Exercise instructions
Count the lines in the listing below that contain the string "label", and reply with that number alone.
···
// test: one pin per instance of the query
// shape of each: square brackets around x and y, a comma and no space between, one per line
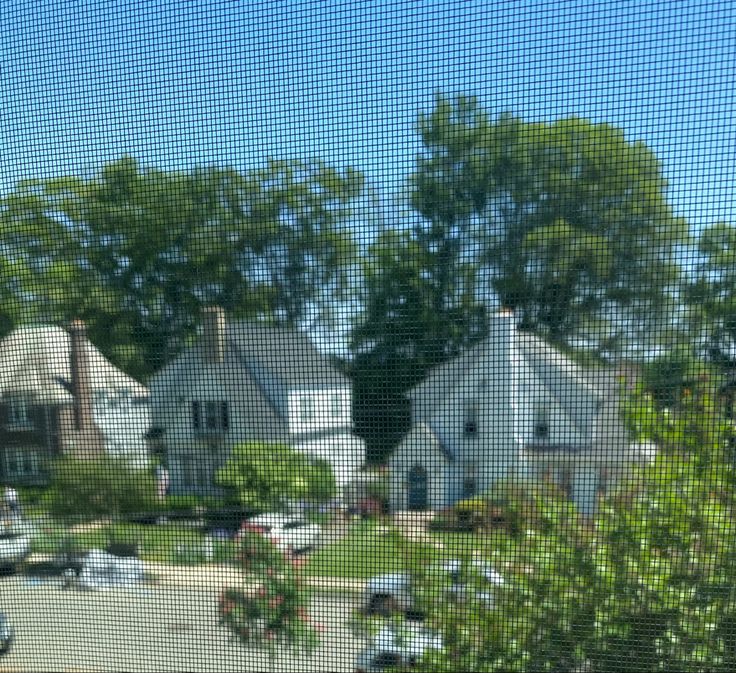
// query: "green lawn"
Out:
[167,543]
[366,550]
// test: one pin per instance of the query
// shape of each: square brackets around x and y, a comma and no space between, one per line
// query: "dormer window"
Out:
[306,408]
[19,411]
[471,419]
[541,423]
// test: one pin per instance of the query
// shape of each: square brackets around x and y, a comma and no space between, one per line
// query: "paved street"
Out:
[148,629]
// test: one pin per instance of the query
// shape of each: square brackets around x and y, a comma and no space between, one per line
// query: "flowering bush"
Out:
[271,610]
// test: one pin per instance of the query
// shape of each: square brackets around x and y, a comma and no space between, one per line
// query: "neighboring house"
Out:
[247,382]
[58,394]
[512,406]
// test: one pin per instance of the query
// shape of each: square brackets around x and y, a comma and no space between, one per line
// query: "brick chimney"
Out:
[213,334]
[87,438]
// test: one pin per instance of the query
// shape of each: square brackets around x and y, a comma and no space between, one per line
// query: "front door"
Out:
[417,489]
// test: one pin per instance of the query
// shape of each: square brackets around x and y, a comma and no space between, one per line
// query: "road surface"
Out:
[149,629]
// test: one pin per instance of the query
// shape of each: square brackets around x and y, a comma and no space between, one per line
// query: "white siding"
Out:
[124,423]
[330,410]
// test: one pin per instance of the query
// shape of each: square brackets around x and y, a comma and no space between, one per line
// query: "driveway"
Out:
[144,629]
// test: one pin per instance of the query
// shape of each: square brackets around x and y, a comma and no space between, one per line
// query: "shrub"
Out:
[89,488]
[267,477]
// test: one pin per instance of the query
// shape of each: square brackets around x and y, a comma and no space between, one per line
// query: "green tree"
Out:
[646,586]
[265,476]
[271,611]
[568,220]
[89,488]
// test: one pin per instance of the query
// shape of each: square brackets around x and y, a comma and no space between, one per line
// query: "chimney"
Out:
[88,439]
[81,385]
[503,329]
[213,334]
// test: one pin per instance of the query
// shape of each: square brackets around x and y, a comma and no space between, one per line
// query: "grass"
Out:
[166,543]
[368,549]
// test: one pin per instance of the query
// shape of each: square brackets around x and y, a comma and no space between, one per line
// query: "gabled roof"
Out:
[424,436]
[36,361]
[554,371]
[287,354]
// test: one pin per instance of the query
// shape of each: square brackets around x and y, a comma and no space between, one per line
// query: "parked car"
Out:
[397,646]
[6,634]
[393,592]
[290,533]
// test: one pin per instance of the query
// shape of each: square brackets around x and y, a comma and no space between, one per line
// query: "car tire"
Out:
[383,605]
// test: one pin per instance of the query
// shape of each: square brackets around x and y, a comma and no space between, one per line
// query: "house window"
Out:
[210,416]
[19,411]
[470,484]
[471,419]
[541,423]
[306,408]
[336,405]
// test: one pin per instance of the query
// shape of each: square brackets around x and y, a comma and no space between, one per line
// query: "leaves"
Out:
[266,477]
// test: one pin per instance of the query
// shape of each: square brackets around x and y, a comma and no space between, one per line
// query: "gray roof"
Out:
[287,354]
[554,370]
[35,361]
[423,436]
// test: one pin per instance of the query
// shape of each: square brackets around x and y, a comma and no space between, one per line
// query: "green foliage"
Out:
[271,611]
[89,488]
[669,377]
[647,586]
[267,477]
[568,219]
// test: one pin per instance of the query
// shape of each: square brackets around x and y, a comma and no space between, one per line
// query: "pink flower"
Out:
[275,602]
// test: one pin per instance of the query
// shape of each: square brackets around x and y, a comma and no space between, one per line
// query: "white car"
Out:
[393,592]
[15,543]
[395,647]
[290,533]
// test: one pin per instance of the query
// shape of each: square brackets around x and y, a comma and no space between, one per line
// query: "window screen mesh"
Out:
[367,336]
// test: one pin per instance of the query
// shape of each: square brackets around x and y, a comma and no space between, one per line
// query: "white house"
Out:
[248,382]
[59,394]
[512,406]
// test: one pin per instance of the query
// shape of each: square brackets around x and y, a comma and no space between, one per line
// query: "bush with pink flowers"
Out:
[271,610]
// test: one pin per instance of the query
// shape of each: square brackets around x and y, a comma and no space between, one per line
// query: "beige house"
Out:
[247,382]
[511,407]
[59,394]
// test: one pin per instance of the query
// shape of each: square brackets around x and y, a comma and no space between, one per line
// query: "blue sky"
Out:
[179,84]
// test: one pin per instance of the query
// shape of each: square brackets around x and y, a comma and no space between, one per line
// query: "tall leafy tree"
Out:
[569,220]
[137,251]
[419,309]
[711,296]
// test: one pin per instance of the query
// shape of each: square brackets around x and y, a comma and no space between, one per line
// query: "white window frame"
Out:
[541,428]
[336,405]
[470,418]
[22,462]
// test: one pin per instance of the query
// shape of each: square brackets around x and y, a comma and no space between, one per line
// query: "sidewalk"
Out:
[217,577]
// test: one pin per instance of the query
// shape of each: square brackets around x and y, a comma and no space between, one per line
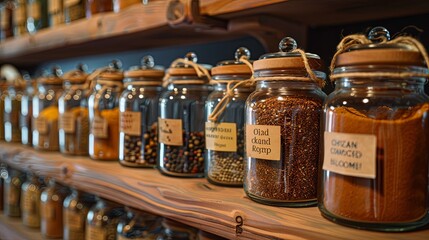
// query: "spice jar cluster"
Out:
[263,125]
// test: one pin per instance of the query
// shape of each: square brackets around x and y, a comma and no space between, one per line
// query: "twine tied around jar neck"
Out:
[231,85]
[360,39]
[200,70]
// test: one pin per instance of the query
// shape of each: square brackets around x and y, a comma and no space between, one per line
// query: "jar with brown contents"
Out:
[104,112]
[45,111]
[73,113]
[376,135]
[283,128]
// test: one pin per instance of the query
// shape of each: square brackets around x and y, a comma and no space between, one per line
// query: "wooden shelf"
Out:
[192,201]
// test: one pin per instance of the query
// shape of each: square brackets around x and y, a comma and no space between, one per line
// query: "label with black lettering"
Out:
[221,136]
[170,131]
[130,123]
[350,154]
[263,142]
[99,127]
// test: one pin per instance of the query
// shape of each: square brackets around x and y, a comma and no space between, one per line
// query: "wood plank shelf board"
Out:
[192,201]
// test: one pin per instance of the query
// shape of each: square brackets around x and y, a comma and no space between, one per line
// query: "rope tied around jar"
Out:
[231,85]
[381,35]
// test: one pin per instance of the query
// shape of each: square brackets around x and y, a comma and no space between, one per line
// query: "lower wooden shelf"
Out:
[214,209]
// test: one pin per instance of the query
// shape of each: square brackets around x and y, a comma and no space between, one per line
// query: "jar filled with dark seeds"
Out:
[73,113]
[224,130]
[138,107]
[283,128]
[181,119]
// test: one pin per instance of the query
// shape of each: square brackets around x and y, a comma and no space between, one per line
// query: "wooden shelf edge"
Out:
[193,201]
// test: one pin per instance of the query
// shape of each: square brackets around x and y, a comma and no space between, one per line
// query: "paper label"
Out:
[95,233]
[67,122]
[221,136]
[41,125]
[263,142]
[99,127]
[130,123]
[170,131]
[74,221]
[350,154]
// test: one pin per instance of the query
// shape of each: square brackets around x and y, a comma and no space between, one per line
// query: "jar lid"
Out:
[78,75]
[286,58]
[181,68]
[146,69]
[234,67]
[54,77]
[379,50]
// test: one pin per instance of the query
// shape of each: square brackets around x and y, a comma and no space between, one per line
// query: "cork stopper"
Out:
[380,52]
[286,58]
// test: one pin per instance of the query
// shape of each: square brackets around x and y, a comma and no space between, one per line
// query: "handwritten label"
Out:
[221,136]
[99,127]
[170,131]
[130,123]
[350,154]
[67,122]
[263,141]
[41,125]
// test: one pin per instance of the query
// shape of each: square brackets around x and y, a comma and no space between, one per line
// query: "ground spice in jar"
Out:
[401,165]
[295,177]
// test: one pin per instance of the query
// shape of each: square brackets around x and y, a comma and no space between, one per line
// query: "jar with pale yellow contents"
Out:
[73,111]
[45,111]
[104,112]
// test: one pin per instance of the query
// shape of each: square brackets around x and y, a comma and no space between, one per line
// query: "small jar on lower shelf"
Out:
[75,209]
[51,209]
[102,220]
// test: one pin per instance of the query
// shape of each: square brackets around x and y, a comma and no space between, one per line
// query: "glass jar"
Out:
[12,192]
[102,220]
[45,111]
[73,113]
[175,230]
[181,121]
[376,134]
[283,128]
[51,209]
[74,10]
[104,113]
[30,201]
[75,209]
[19,20]
[138,225]
[224,130]
[12,110]
[26,114]
[138,108]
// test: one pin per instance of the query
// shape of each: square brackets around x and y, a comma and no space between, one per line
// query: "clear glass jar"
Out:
[224,131]
[31,191]
[175,230]
[104,113]
[45,111]
[75,209]
[102,220]
[12,192]
[51,209]
[138,225]
[376,134]
[283,128]
[12,110]
[138,106]
[181,122]
[73,113]
[25,117]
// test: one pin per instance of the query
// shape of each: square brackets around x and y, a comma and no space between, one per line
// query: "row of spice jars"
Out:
[72,214]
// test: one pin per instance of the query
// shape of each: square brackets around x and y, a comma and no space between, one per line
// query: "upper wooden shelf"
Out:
[192,201]
[147,26]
···
Completed task
3